Extracted text:
# # # #
# Windows 98 screensavers



## Doc 43 (Jul 24, 2004)

On my computer now I have windows xp. Can I install windows 98 screensavers from my old copy of 98 onto xp operating system. If so how do I find the files to download as I'm not sure what they're called.


----------



## i hate ram (Jul 28, 2003)

welcome to tsg, doc! 

do you still have a copy of 98? if so, go into the system (or system32 folder, im not totally sure for 98.) and copy the screensaver files from the folder, and put them on a removable media, i think a floppy might do the trick. then go into the my computer >>> c >>> windows >>> system32, and just drop em in there... it might work, but im not entirely sure.

next time, try posting in the windows 95/98 forum or the nt/2000/xp forum. i know its your first time, and sometimes hard to navigate... welcome to the site 

and dont worry about it.. there are plenty of people who have been here for years who still make huge mistakes


----------



## Doc 43 (Jul 24, 2004)

Thank You sir will try to see what happens. Windowes 98 has an aquarium screensaver that my grandchildren love to see.


----------



## i hate ram (Jul 28, 2003)

lol im glad to be of service!


----------



## Doc 43 (Jul 24, 2004)

How can I move this post to Windows 95/95/ME forum. Not sure how to do this need more advise before crashing my system.


----------



## GoneForNow (Jul 22, 2001)

I've requestd that it be moved.


----------



## Doc 43 (Jul 24, 2004)

Thank You very much. :up:


----------



## Doc 43 (Jul 24, 2004)

Did what "I Hate Ram" posted and copied scrnsave.scr file but nothing will open. Is this file compatabile at all with XP. The file is 10kb. I think that must be really small for a screensaver file.


----------



## i hate ram (Jul 28, 2003)

you should have screensaver files in your system32 folder. they should all be individually named, corresponding with the name of the screensaver. i picked a screensaver at random, and the filesize is 18.5 KB (18,944 bytes). maybe just putting them on a cd... hmm.. im not sure. i think if you find the screensaver file youre looking for, then you can put it on a cd or something and put it in the system32 folder on xp.


----------



## brindle (Jun 14, 2002)

RAM
my 98se screensaver files are in the system folder, maybe they are not in the same folder for XP


----------



## i hate ram (Jul 28, 2003)

ok, i suppose theyre in c>>windows>>>system for 98, but in xp, they are in the system32 folder.


----------
# # # #
Direction 1:
Lay out the stretch of the listing from the line containing "Every instance of the white" through the end of the listing as a two-column CSV with columns named ask and response. Use one row per request, put its text and its answer each in a single quoted field, and replace line breaks with spaces.

Pointing dataset excerpts:
# # # #
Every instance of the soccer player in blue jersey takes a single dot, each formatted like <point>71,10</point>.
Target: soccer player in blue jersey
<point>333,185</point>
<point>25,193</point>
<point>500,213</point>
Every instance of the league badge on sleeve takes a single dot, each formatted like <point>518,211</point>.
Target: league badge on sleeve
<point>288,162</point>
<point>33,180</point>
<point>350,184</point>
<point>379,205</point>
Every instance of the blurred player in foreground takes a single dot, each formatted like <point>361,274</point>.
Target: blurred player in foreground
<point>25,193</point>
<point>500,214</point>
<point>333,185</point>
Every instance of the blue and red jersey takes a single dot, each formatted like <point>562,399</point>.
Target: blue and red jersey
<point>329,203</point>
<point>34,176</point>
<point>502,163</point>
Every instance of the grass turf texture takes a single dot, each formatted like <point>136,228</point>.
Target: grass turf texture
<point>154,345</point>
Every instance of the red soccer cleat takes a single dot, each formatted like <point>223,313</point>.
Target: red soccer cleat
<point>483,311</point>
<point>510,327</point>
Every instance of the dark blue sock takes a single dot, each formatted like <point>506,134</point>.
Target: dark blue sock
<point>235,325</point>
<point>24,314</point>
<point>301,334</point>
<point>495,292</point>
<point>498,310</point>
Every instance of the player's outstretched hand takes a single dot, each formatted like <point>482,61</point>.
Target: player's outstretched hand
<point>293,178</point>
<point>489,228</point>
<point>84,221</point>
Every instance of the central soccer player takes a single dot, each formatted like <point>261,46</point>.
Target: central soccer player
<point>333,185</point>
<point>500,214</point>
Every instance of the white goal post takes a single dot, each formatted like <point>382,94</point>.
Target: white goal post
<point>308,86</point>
# # # #
Direction 2:
In the forum thread, which Windows 98 screensaver do Doc 43's grandchildren love to see?

Exercise solution 1:
ask,response
"Every instance of the white goal post takes a single dot, each formatted like <point>382,94</point>. Target: white goal post","<point>308,86</point>"

Exercise solution 2:
An aquarium screensaver.